Update the data below by changing each "textual query" to "written request" and keeping everything else the same.
(begin)
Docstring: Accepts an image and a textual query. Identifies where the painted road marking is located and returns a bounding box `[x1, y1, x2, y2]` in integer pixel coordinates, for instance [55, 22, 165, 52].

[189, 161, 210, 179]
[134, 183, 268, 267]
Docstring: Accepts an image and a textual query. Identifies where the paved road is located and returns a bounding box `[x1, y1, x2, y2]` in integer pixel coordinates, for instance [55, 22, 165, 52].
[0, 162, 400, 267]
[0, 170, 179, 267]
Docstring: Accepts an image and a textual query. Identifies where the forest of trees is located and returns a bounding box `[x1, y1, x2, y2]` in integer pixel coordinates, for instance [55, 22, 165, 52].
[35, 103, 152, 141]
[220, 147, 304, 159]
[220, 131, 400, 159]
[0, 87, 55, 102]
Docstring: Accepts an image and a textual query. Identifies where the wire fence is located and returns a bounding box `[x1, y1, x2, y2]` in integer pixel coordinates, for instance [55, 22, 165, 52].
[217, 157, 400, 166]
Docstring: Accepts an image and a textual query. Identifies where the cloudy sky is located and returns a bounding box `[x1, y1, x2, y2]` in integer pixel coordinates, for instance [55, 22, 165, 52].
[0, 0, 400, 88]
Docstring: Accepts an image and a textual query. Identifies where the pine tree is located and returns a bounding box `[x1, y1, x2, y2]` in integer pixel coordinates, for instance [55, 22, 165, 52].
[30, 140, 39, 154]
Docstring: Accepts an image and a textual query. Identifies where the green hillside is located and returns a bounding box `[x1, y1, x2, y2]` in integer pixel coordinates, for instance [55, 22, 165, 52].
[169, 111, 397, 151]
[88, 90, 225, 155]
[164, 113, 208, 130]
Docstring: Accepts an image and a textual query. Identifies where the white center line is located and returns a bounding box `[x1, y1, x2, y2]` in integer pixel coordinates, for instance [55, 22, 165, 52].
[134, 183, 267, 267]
(end)
In response:
Docstring: Accepts an image and a written request. Identifies where the painted road marking is located and returns a bounding box `[x1, y1, x2, y2]` in integer pixel coordinates, for instance [55, 22, 165, 52].

[189, 161, 210, 179]
[134, 183, 268, 267]
Docstring: Accepts an image and a written request. Identifies where the paved road is located and returns a bounding box `[x1, y1, x2, y2]` in integer pixel coordinates, for instance [55, 22, 165, 52].
[0, 162, 400, 267]
[0, 170, 179, 267]
Docstring: Accepts an image and a written request. Identifies where the forest of trees is located and returns a bounding box `[x1, y1, x2, y2]` in integer pixel coordinates, for instance [55, 22, 165, 52].
[35, 103, 152, 141]
[220, 147, 304, 159]
[220, 131, 400, 159]
[0, 87, 55, 102]
Docstring: Accepts an image and a written request. Identifies where the wire fence is located and returns a bounding box `[x1, y1, x2, y2]` in integer pixel coordinates, for instance [55, 22, 165, 52].
[217, 157, 400, 166]
Docstring: Accepts an image and a written request. Identifies where the cloudy sky is located and returns a bounding box `[x1, y1, x2, y2]` in integer pixel coordinates, for instance [55, 22, 165, 52].
[0, 0, 400, 88]
Docstring: Accepts an image and a written request. Identifies where the pine tree is located and returns a bounding box `[x1, y1, x2, y2]` in integer pixel coordinates, for instance [55, 22, 165, 52].
[30, 140, 39, 154]
Docstring: Accepts an image and a written request. Identifies where the green hillside is located and returns a bounding box `[x1, y1, x2, y2]` in integer pixel coordinates, for instance [55, 22, 165, 52].
[169, 111, 397, 151]
[88, 90, 225, 155]
[164, 113, 208, 130]
Docstring: Accepts an image and a written request. Identifies where the white center line is located and returns a bounding box `[x1, y1, x2, y2]` in integer pixel coordinates, for instance [55, 22, 165, 52].
[134, 183, 267, 267]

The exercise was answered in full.